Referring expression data
##########
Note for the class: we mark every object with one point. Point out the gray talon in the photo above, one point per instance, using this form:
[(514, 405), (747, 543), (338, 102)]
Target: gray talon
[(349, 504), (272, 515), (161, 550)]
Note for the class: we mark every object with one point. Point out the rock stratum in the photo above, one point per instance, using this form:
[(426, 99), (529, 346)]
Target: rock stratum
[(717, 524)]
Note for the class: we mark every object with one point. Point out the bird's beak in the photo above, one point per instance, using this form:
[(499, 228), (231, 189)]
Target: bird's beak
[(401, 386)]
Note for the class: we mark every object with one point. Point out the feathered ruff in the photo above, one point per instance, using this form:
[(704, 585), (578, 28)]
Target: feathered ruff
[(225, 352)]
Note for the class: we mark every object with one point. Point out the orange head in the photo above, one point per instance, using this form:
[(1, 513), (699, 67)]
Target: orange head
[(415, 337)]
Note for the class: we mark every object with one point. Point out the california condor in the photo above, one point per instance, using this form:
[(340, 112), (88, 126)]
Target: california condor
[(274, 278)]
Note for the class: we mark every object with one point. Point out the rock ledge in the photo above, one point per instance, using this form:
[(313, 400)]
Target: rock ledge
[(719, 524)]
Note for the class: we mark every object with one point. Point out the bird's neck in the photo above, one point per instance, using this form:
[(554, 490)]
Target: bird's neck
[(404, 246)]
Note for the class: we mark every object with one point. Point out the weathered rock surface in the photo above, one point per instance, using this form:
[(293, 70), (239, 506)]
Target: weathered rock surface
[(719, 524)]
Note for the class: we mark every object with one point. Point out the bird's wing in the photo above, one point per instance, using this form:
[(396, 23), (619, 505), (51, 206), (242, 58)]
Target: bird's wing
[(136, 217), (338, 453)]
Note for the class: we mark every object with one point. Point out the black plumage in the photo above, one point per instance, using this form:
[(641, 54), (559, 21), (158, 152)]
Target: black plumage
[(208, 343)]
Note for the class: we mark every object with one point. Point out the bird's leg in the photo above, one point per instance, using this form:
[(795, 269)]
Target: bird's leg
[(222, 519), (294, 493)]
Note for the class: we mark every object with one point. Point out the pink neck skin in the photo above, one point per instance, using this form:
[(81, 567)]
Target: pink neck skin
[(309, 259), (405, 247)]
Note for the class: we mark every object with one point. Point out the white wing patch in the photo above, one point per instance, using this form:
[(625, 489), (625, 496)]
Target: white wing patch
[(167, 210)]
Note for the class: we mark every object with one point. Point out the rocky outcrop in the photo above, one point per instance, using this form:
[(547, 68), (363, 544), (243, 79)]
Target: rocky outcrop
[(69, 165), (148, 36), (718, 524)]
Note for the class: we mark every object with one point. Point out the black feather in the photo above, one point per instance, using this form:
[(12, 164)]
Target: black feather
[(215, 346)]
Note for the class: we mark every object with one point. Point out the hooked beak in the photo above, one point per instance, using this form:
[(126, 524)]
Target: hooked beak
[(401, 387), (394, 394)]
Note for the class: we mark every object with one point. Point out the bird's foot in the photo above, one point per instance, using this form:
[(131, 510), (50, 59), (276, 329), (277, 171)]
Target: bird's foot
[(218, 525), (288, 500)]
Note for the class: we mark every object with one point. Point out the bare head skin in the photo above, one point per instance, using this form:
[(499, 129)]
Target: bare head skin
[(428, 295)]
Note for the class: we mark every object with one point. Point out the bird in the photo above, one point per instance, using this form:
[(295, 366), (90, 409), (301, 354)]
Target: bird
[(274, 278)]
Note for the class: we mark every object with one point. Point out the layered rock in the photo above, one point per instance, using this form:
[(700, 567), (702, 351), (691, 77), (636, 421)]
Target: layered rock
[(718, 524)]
##########
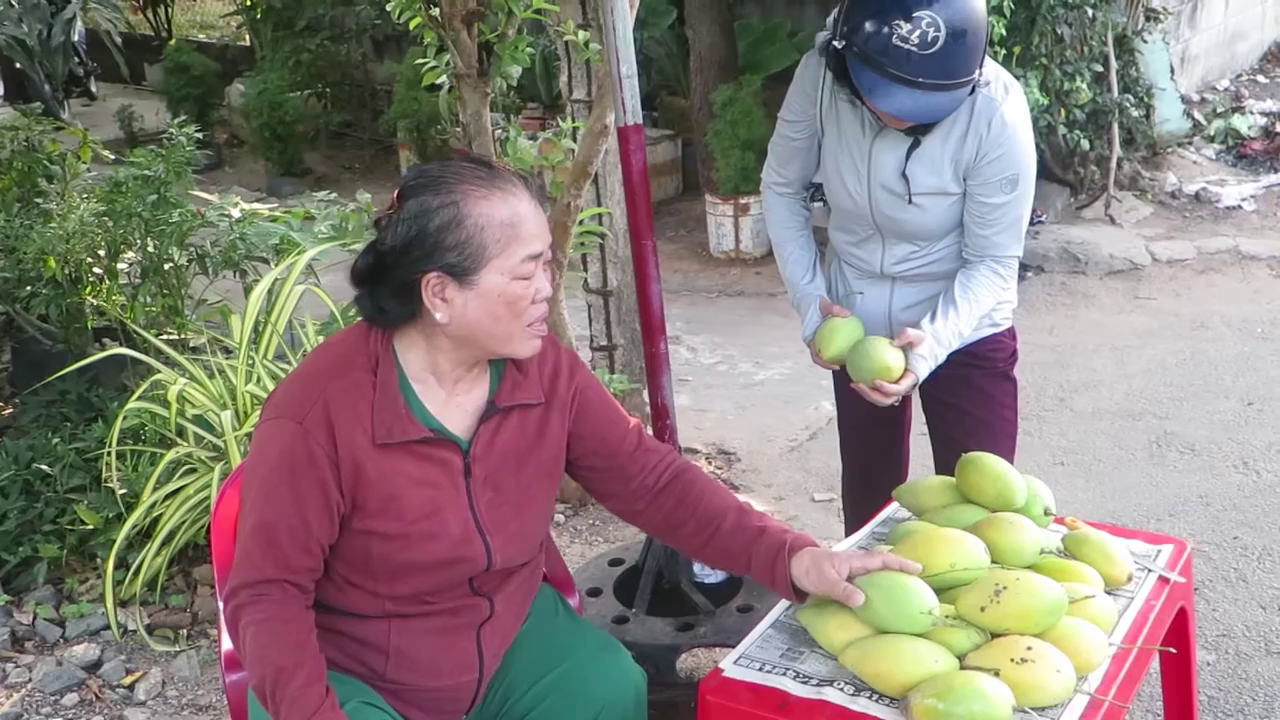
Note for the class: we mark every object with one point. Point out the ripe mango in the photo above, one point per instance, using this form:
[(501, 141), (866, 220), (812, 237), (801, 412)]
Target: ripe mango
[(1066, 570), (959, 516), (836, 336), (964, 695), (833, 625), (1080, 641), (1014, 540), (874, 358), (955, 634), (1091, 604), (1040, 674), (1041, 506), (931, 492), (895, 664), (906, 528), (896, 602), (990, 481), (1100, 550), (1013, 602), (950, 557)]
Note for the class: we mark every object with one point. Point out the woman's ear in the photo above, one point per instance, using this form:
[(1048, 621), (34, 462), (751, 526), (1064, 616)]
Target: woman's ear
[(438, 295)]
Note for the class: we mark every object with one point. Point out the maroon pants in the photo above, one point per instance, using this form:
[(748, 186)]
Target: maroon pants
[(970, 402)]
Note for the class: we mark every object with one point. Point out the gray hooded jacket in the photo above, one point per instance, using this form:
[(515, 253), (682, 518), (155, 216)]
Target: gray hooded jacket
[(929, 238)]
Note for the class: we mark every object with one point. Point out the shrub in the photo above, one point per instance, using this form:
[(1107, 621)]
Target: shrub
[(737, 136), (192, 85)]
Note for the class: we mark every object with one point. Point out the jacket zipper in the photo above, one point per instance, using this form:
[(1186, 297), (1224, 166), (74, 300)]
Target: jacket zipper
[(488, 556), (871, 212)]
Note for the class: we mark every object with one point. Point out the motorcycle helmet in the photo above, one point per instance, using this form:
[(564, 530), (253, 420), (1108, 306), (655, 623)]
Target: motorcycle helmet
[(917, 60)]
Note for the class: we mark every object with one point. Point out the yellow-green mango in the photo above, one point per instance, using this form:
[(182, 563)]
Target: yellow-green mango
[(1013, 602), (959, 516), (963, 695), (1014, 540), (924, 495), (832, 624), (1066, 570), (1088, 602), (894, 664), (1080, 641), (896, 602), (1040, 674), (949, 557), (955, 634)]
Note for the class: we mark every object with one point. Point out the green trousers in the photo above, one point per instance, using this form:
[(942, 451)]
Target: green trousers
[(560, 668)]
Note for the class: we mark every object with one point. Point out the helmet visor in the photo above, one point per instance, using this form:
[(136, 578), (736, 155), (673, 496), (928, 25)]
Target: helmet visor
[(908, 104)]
##########
Look above for the line holding "Target: bare head skin". Print it and every line after it, exactly, through the line holding "out the layered".

Target: bare head skin
[(428, 295)]
Note for the class: we mark every object with one point. Point out the bird in the photo above, one point per instance, using this form:
[(295, 366), (90, 409), (301, 354)]
Target: bird
[(274, 278)]
Note for the class: we mark every object with one point. Point out the layered rock in the photo above, one point per instance, using this form:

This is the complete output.